What you have to do: Once you reach the end of the data, transcribe all of it exactly.

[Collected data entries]
--

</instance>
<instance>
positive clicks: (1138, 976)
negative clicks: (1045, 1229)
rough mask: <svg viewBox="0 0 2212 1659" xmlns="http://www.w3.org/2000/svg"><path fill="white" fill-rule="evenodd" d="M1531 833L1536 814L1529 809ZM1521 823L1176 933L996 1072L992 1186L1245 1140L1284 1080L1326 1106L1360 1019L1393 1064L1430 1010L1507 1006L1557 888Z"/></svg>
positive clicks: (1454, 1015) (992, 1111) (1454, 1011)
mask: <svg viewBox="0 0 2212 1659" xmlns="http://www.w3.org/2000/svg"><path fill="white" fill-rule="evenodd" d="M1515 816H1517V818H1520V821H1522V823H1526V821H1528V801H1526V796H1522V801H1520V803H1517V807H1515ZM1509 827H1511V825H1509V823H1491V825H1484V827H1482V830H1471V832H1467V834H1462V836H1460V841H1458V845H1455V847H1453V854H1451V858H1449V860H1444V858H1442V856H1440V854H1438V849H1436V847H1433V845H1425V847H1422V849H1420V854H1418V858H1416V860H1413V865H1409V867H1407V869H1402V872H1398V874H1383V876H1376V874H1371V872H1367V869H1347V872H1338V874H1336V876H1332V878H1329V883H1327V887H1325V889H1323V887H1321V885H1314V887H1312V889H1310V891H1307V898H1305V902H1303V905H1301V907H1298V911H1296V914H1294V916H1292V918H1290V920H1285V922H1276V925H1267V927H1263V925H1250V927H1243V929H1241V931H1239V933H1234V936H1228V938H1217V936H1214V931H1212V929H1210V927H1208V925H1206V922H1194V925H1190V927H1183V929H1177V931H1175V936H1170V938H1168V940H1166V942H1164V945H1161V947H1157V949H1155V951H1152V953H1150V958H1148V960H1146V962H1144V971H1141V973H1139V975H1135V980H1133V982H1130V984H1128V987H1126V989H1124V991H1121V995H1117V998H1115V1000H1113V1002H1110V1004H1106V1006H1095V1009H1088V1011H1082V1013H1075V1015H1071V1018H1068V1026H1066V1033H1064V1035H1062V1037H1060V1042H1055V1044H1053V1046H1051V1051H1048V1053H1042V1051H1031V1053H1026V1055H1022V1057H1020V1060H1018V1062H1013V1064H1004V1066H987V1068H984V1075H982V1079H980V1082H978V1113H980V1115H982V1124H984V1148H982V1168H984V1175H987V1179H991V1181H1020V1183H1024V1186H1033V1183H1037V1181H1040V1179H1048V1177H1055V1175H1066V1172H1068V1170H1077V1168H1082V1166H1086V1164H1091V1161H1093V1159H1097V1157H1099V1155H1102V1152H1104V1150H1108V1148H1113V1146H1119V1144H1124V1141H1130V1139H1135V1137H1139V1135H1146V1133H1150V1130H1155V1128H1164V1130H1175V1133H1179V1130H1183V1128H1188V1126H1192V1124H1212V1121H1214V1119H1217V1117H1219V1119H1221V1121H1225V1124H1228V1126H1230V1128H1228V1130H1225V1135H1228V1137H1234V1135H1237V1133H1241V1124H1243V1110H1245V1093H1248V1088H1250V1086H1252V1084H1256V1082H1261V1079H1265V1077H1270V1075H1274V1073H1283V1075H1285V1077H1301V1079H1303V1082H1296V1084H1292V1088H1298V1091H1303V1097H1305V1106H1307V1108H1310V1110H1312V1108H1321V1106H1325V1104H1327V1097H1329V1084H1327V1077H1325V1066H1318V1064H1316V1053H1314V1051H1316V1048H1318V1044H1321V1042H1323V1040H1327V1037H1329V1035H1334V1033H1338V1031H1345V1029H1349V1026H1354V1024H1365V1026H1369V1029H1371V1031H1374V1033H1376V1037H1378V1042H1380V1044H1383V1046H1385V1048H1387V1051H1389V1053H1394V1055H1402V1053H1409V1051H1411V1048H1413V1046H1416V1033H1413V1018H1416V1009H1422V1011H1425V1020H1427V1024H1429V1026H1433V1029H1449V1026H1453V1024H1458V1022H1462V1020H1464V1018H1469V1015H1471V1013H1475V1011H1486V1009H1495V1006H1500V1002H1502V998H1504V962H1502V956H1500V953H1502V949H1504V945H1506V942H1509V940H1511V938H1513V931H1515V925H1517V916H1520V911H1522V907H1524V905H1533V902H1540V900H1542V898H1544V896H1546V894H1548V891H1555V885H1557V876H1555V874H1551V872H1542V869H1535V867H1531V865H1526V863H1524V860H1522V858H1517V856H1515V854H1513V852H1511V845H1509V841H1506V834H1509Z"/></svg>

--

Written answer:
</instance>
<instance>
positive clicks: (1138, 976)
negative clicks: (1045, 1229)
rough mask: <svg viewBox="0 0 2212 1659" xmlns="http://www.w3.org/2000/svg"><path fill="white" fill-rule="evenodd" d="M1531 833L1536 814L1529 809ZM1521 823L1176 933L996 1072L992 1186L1245 1140L1284 1080L1326 1106L1360 1019L1393 1064L1430 1010L1507 1006L1557 888Z"/></svg>
positive clicks: (1454, 1015) (992, 1111) (1454, 1011)
mask: <svg viewBox="0 0 2212 1659" xmlns="http://www.w3.org/2000/svg"><path fill="white" fill-rule="evenodd" d="M1515 816H1517V818H1520V821H1522V823H1526V821H1528V801H1526V796H1522V801H1520V803H1517V807H1515ZM1509 827H1511V825H1509V823H1491V825H1484V827H1482V830H1471V832H1467V834H1462V836H1460V841H1458V845H1455V847H1453V854H1451V858H1449V860H1444V858H1442V856H1440V854H1438V849H1436V847H1433V845H1425V847H1422V849H1420V854H1418V858H1416V860H1413V865H1409V867H1407V869H1402V872H1398V874H1383V876H1376V874H1371V872H1367V869H1347V872H1338V874H1336V876H1332V878H1329V883H1327V887H1325V889H1323V887H1321V885H1314V887H1312V889H1310V891H1307V898H1305V902H1303V905H1301V907H1298V911H1296V914H1294V916H1292V918H1290V920H1285V922H1276V925H1267V927H1263V925H1250V927H1243V929H1241V931H1239V933H1234V936H1228V938H1217V936H1214V931H1212V929H1210V927H1208V925H1206V922H1194V925H1190V927H1183V929H1177V931H1175V936H1170V938H1168V940H1166V942H1164V945H1161V947H1157V949H1155V951H1152V953H1150V958H1148V960H1146V962H1144V971H1141V973H1139V975H1135V980H1133V982H1130V984H1128V987H1126V989H1124V991H1121V995H1117V998H1115V1000H1113V1002H1110V1004H1106V1006H1095V1009H1088V1011H1082V1013H1075V1015H1071V1018H1068V1026H1066V1033H1064V1035H1062V1037H1060V1042H1055V1044H1053V1046H1051V1051H1048V1053H1042V1051H1031V1053H1026V1055H1022V1057H1020V1060H1018V1062H1013V1064H1004V1066H987V1068H984V1075H982V1079H980V1082H978V1113H980V1115H982V1124H984V1148H982V1168H984V1175H987V1179H991V1181H1020V1183H1024V1186H1033V1183H1037V1181H1040V1179H1048V1177H1055V1175H1066V1172H1068V1170H1077V1168H1082V1166H1086V1164H1091V1161H1093V1159H1097V1157H1099V1155H1102V1152H1104V1150H1108V1148H1113V1146H1119V1144H1124V1141H1130V1139H1135V1137H1139V1135H1146V1133H1150V1130H1155V1128H1164V1130H1175V1133H1179V1130H1183V1128H1188V1126H1192V1124H1212V1121H1214V1119H1217V1117H1219V1119H1221V1121H1225V1124H1228V1126H1230V1128H1228V1130H1225V1135H1228V1137H1234V1135H1237V1133H1241V1124H1243V1110H1245V1093H1248V1088H1250V1086H1252V1084H1256V1082H1261V1079H1265V1077H1270V1075H1274V1073H1283V1075H1285V1077H1301V1079H1303V1082H1296V1084H1292V1088H1298V1091H1303V1097H1305V1106H1307V1108H1310V1110H1312V1108H1321V1106H1325V1104H1327V1097H1329V1084H1327V1077H1325V1066H1318V1064H1316V1053H1314V1051H1316V1048H1318V1044H1321V1042H1323V1040H1327V1037H1329V1035H1334V1033H1338V1031H1345V1029H1349V1026H1354V1024H1365V1026H1369V1029H1371V1031H1374V1033H1376V1037H1378V1042H1380V1044H1383V1046H1385V1048H1387V1051H1389V1053H1394V1055H1402V1053H1409V1051H1411V1048H1413V1046H1416V1033H1413V1018H1416V1009H1422V1011H1425V1020H1427V1024H1429V1026H1433V1029H1449V1026H1453V1024H1458V1022H1462V1020H1464V1018H1469V1015H1471V1013H1475V1011H1486V1009H1495V1006H1500V1002H1502V998H1504V962H1502V956H1500V953H1502V949H1504V945H1506V942H1509V940H1511V938H1513V931H1515V925H1517V916H1520V911H1522V907H1524V905H1533V902H1540V900H1542V898H1544V896H1546V894H1548V891H1555V885H1557V876H1555V874H1551V872H1542V869H1535V867H1531V865H1526V863H1524V860H1522V858H1517V856H1515V854H1513V852H1511V845H1509V841H1506V834H1509Z"/></svg>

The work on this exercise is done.